Select from the data all lines with the word "target".

── SOURCE INFORMATION ──

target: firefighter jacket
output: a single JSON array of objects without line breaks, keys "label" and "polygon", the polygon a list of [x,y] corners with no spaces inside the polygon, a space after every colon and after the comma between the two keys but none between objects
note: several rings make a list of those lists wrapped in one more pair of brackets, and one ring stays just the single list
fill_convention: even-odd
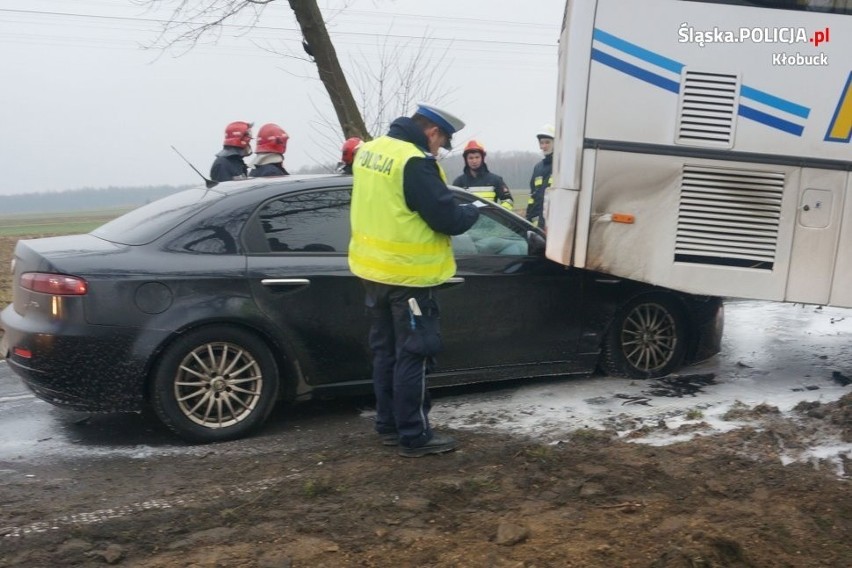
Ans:
[{"label": "firefighter jacket", "polygon": [[290,172],[284,169],[280,163],[273,164],[260,164],[254,167],[254,169],[249,172],[249,177],[257,178],[257,177],[275,177],[275,176],[288,176]]},{"label": "firefighter jacket", "polygon": [[544,190],[550,187],[553,175],[553,154],[548,154],[533,168],[530,178],[530,198],[527,202],[527,220],[544,228]]},{"label": "firefighter jacket", "polygon": [[468,230],[479,211],[455,202],[426,145],[420,127],[402,117],[387,136],[358,150],[349,242],[349,268],[356,276],[429,287],[455,274],[450,235]]},{"label": "firefighter jacket", "polygon": [[213,165],[210,166],[210,179],[213,181],[233,181],[246,179],[248,167],[243,161],[245,153],[242,148],[225,146],[216,154]]},{"label": "firefighter jacket", "polygon": [[514,208],[515,201],[506,182],[502,177],[489,171],[485,162],[482,162],[482,166],[476,170],[475,175],[470,166],[465,166],[464,173],[453,180],[453,185],[469,190],[480,199],[494,201],[509,211]]}]

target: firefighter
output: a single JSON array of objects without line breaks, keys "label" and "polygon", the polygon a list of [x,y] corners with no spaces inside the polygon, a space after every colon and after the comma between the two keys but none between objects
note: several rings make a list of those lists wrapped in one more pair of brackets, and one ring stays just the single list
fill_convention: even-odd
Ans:
[{"label": "firefighter", "polygon": [[232,181],[246,179],[248,167],[243,158],[251,155],[251,122],[236,121],[225,127],[222,150],[210,166],[210,179]]},{"label": "firefighter", "polygon": [[527,220],[544,229],[544,190],[550,187],[553,175],[553,137],[556,134],[553,126],[545,124],[536,133],[538,147],[544,158],[533,168],[530,178],[530,198],[527,202]]},{"label": "firefighter", "polygon": [[435,158],[463,126],[420,103],[364,143],[353,166],[349,268],[363,282],[371,318],[375,429],[404,457],[457,445],[429,425],[426,372],[441,350],[435,289],[456,272],[450,235],[479,217],[475,205],[455,202]]},{"label": "firefighter", "polygon": [[358,148],[364,143],[357,136],[347,138],[340,149],[340,163],[337,165],[337,172],[341,174],[352,175],[352,162],[355,161],[355,153]]},{"label": "firefighter", "polygon": [[284,152],[290,136],[277,124],[269,123],[260,127],[257,133],[257,147],[249,176],[274,177],[290,175],[284,169]]},{"label": "firefighter", "polygon": [[481,199],[494,201],[512,211],[515,205],[512,193],[503,178],[489,171],[485,165],[485,148],[476,140],[464,147],[464,172],[453,180],[453,185],[470,190]]}]

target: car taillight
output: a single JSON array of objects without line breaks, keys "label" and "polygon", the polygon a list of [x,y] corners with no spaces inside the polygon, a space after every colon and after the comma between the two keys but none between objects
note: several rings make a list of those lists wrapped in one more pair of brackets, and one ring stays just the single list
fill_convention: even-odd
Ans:
[{"label": "car taillight", "polygon": [[22,359],[33,358],[33,352],[29,349],[25,349],[24,347],[15,347],[14,349],[12,349],[12,353],[17,355],[18,357],[21,357]]},{"label": "car taillight", "polygon": [[55,296],[83,296],[89,291],[88,284],[82,278],[44,272],[21,274],[21,287]]}]

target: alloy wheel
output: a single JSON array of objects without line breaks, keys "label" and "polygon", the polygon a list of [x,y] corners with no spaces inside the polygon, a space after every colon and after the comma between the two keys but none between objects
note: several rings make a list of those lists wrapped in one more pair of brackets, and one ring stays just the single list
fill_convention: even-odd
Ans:
[{"label": "alloy wheel", "polygon": [[174,379],[180,411],[205,428],[226,428],[252,414],[261,399],[263,372],[239,345],[199,345],[181,361]]},{"label": "alloy wheel", "polygon": [[639,304],[627,314],[621,328],[624,357],[643,372],[662,369],[675,354],[677,331],[677,323],[665,306]]}]

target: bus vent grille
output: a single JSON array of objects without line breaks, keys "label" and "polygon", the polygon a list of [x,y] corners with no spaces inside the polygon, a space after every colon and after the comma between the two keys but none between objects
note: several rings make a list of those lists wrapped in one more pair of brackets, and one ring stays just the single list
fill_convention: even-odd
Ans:
[{"label": "bus vent grille", "polygon": [[684,165],[675,262],[772,270],[784,173]]},{"label": "bus vent grille", "polygon": [[675,143],[733,146],[739,94],[737,75],[684,71]]}]

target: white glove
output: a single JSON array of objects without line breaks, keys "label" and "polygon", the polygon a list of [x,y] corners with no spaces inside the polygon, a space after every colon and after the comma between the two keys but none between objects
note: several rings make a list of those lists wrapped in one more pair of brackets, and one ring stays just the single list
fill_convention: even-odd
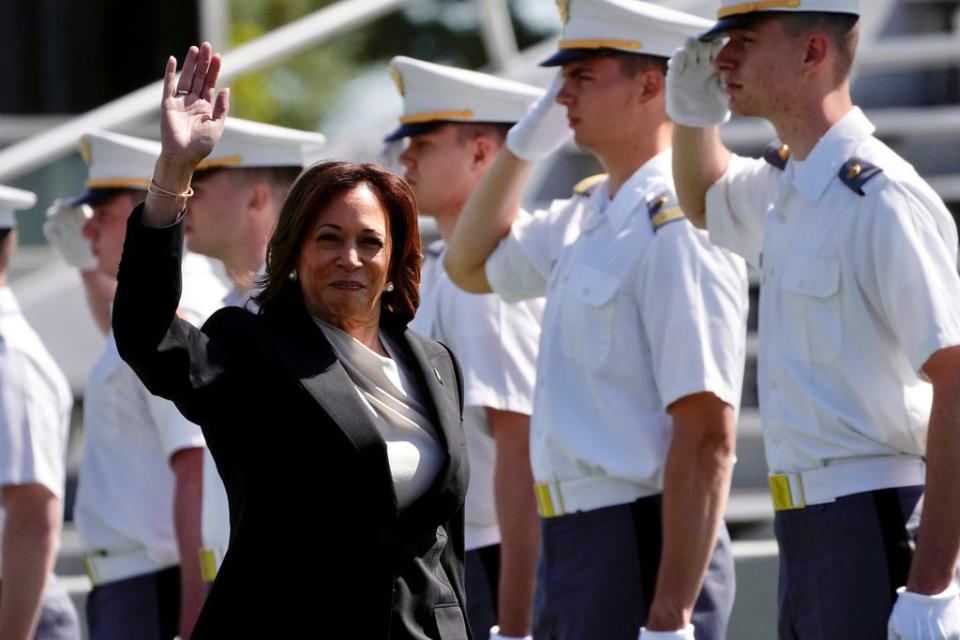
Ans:
[{"label": "white glove", "polygon": [[567,109],[556,100],[562,87],[563,75],[557,73],[547,92],[530,105],[520,122],[507,132],[507,148],[513,155],[536,162],[573,137],[567,122]]},{"label": "white glove", "polygon": [[64,200],[55,200],[47,209],[47,221],[43,223],[43,235],[47,241],[64,262],[81,271],[97,266],[90,243],[83,237],[83,225],[92,217],[93,209],[88,205],[72,207]]},{"label": "white glove", "polygon": [[505,636],[500,633],[500,627],[490,627],[490,640],[533,640],[533,636]]},{"label": "white glove", "polygon": [[730,119],[730,96],[713,67],[723,40],[688,38],[667,63],[667,115],[687,127],[711,127]]},{"label": "white glove", "polygon": [[887,624],[888,640],[960,640],[958,596],[956,584],[933,596],[900,587]]},{"label": "white glove", "polygon": [[640,627],[640,640],[694,640],[693,625],[688,624],[685,629],[676,631],[650,631]]}]

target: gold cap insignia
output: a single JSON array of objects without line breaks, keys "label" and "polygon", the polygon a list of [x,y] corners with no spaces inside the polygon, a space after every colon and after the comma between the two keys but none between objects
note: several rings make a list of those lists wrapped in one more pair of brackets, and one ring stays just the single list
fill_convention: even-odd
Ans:
[{"label": "gold cap insignia", "polygon": [[83,158],[83,164],[89,167],[93,162],[93,154],[90,151],[90,142],[86,138],[80,138],[78,146],[80,147],[80,157]]},{"label": "gold cap insignia", "polygon": [[560,19],[563,24],[570,20],[570,0],[557,0],[557,11],[560,12]]},{"label": "gold cap insignia", "polygon": [[390,65],[390,77],[393,78],[393,84],[397,85],[397,91],[400,92],[400,96],[403,96],[403,76],[400,75],[400,71],[393,65]]}]

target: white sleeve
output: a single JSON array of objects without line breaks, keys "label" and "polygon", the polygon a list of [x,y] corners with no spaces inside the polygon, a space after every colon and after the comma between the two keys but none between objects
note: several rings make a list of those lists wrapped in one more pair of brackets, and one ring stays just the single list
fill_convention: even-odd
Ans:
[{"label": "white sleeve", "polygon": [[16,350],[0,351],[0,485],[38,483],[63,498],[61,406],[36,363]]},{"label": "white sleeve", "polygon": [[160,437],[160,447],[168,461],[173,454],[182,449],[206,446],[200,427],[184,418],[177,411],[176,405],[169,400],[152,395],[146,387],[143,388],[143,393],[146,396],[149,417]]},{"label": "white sleeve", "polygon": [[[466,295],[443,334],[463,370],[464,405],[533,413],[542,301]],[[449,322],[447,321],[449,320]]]},{"label": "white sleeve", "polygon": [[510,232],[487,258],[490,288],[507,302],[546,295],[547,281],[559,249],[556,213],[569,201],[558,201],[549,210],[521,212]]},{"label": "white sleeve", "polygon": [[765,160],[732,156],[726,172],[707,190],[710,241],[760,266],[763,221],[780,171]]},{"label": "white sleeve", "polygon": [[864,203],[859,278],[925,378],[922,367],[931,355],[960,344],[956,226],[942,203],[901,184],[883,186],[865,196],[872,202]]},{"label": "white sleeve", "polygon": [[640,315],[663,408],[711,392],[737,409],[743,381],[747,274],[686,222],[661,229],[641,272]]}]

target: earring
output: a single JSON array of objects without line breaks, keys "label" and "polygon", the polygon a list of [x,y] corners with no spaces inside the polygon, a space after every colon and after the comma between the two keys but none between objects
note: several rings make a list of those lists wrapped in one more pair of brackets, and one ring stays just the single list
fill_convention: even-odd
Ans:
[{"label": "earring", "polygon": [[393,283],[388,282],[387,285],[383,288],[383,290],[386,291],[387,293],[390,293],[391,291],[393,291]]},{"label": "earring", "polygon": [[287,274],[287,279],[290,280],[291,282],[296,282],[296,281],[297,281],[297,272],[296,272],[296,271],[291,271],[290,273],[288,273],[288,274]]}]

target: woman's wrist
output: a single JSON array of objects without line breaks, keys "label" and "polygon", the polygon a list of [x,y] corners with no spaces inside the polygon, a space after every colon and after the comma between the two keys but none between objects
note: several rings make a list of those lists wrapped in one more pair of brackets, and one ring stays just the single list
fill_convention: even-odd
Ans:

───

_OUTPUT OF THE TASK:_
target: firefighter jacket
target: firefighter
target: car taillight
target: alloy wheel
target: bus vent grille
target: white glove
target: gold cap insignia
target: white sleeve
target: earring
target: woman's wrist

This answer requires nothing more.